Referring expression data

-------------------------

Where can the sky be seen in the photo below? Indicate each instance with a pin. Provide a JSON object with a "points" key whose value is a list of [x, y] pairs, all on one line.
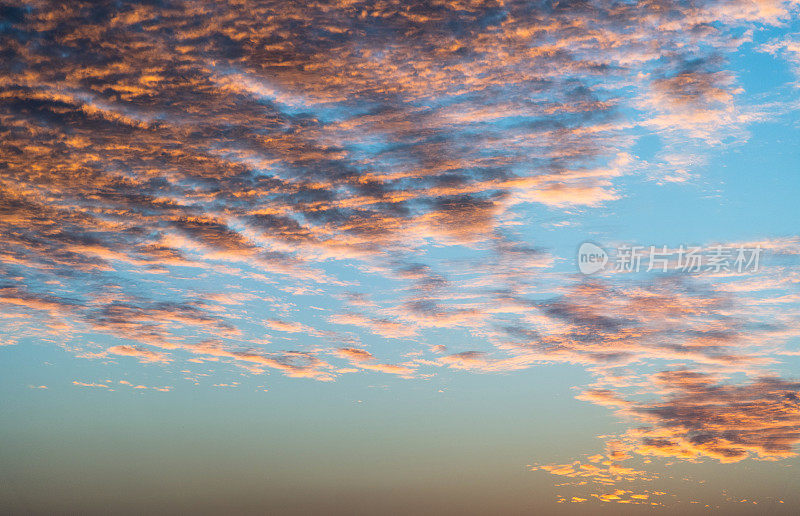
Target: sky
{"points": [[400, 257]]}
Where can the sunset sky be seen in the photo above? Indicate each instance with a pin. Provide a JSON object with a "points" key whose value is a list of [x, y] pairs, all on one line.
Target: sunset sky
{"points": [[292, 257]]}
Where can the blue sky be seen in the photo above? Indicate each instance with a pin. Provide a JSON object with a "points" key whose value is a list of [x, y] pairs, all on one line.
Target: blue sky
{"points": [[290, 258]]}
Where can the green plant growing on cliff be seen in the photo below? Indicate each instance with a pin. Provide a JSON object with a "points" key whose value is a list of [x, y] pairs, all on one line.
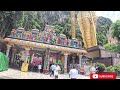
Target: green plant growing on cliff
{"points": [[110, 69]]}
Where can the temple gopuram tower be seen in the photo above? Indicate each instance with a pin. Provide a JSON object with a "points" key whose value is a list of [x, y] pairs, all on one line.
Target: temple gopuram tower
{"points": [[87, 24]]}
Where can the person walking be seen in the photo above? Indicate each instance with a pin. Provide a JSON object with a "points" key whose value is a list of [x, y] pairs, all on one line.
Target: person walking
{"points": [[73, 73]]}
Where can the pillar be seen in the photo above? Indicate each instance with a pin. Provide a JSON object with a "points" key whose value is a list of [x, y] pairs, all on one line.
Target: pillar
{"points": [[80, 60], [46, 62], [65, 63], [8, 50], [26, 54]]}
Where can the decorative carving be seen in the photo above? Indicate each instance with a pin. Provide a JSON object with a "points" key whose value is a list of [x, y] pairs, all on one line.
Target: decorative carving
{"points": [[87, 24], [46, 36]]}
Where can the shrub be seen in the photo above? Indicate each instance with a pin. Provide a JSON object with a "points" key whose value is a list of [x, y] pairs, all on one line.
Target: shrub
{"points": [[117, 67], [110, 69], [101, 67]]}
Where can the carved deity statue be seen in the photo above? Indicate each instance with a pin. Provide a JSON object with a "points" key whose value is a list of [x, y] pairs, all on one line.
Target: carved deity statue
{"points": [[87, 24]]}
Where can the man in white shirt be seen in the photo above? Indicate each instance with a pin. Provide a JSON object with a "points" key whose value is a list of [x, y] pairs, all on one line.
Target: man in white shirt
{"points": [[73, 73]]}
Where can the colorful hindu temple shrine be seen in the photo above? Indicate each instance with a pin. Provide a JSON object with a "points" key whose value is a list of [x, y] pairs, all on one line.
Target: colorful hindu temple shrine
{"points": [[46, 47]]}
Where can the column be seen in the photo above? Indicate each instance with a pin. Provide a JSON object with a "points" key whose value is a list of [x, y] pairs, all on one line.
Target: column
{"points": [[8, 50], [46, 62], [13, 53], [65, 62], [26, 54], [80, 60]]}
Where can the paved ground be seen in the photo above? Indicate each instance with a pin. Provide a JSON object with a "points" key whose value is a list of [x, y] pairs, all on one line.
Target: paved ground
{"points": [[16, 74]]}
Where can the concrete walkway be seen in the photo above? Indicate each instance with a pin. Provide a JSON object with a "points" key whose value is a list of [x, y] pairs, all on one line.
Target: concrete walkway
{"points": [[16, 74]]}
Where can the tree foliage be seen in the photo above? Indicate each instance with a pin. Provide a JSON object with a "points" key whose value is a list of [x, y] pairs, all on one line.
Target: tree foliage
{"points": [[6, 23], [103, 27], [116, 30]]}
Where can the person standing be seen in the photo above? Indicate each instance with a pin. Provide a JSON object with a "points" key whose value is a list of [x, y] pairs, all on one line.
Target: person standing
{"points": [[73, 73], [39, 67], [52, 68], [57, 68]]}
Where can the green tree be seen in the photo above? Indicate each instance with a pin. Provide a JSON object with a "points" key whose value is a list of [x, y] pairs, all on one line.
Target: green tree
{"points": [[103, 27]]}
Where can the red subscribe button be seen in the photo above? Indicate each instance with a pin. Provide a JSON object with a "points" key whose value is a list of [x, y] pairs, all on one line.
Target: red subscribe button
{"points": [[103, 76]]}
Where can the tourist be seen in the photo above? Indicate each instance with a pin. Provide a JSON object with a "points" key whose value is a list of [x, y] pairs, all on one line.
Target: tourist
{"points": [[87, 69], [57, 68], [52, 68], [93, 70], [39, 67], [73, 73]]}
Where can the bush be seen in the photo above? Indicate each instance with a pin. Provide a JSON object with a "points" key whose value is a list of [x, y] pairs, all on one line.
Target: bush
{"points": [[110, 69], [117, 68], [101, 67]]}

-------------------------

# PROMPT
All that should be written out is the stretch of lines above between the one holding "Where can the column" and the one holding "Where can the green tree", inclusive, exactly as given.

# RESULT FOR THIS TASK
Where can the column be seen in the photo above? Indicate each instance with a pin. Provide a JSON object with a "points" key whose value is a list of [x, y] pairs, all on one line.
Target: column
{"points": [[8, 50], [46, 62], [13, 53], [65, 62], [26, 54], [80, 60]]}
Where can the paved ground be seen in the photo above? Indicate each instance with a pin. Provide a JSON object with a "points" key whose value is a list of [x, y] pairs, all on one line.
Target: paved ground
{"points": [[16, 74]]}
Where can the concrete walkway be seen in the photo above? Indicate each instance with a pin. Provide a JSON object with a "points" key whose value is a list of [x, y] pairs, all on one line.
Target: concrete walkway
{"points": [[16, 74]]}
Where can the tree foliage be seen in the photo above? Indicate each instance with a pin. Provide a JSON object with a "points" key whose value is a list of [x, y] pairs, all on one line.
Target: tree foliage
{"points": [[6, 23], [103, 27], [116, 30]]}
Where can the person standing be seen in the photo above? Indicate each instance with a pin. Provide a JSON object with a "points" key whose value is a list of [x, y] pairs, all on one line.
Target: person standing
{"points": [[73, 73], [39, 67], [52, 68], [57, 68]]}
Where can the green tree be seen in the photo above? Indicate each instance with a pin. Provide a JSON object with a "points" key whose value is a list of [x, y] pairs, all on one line.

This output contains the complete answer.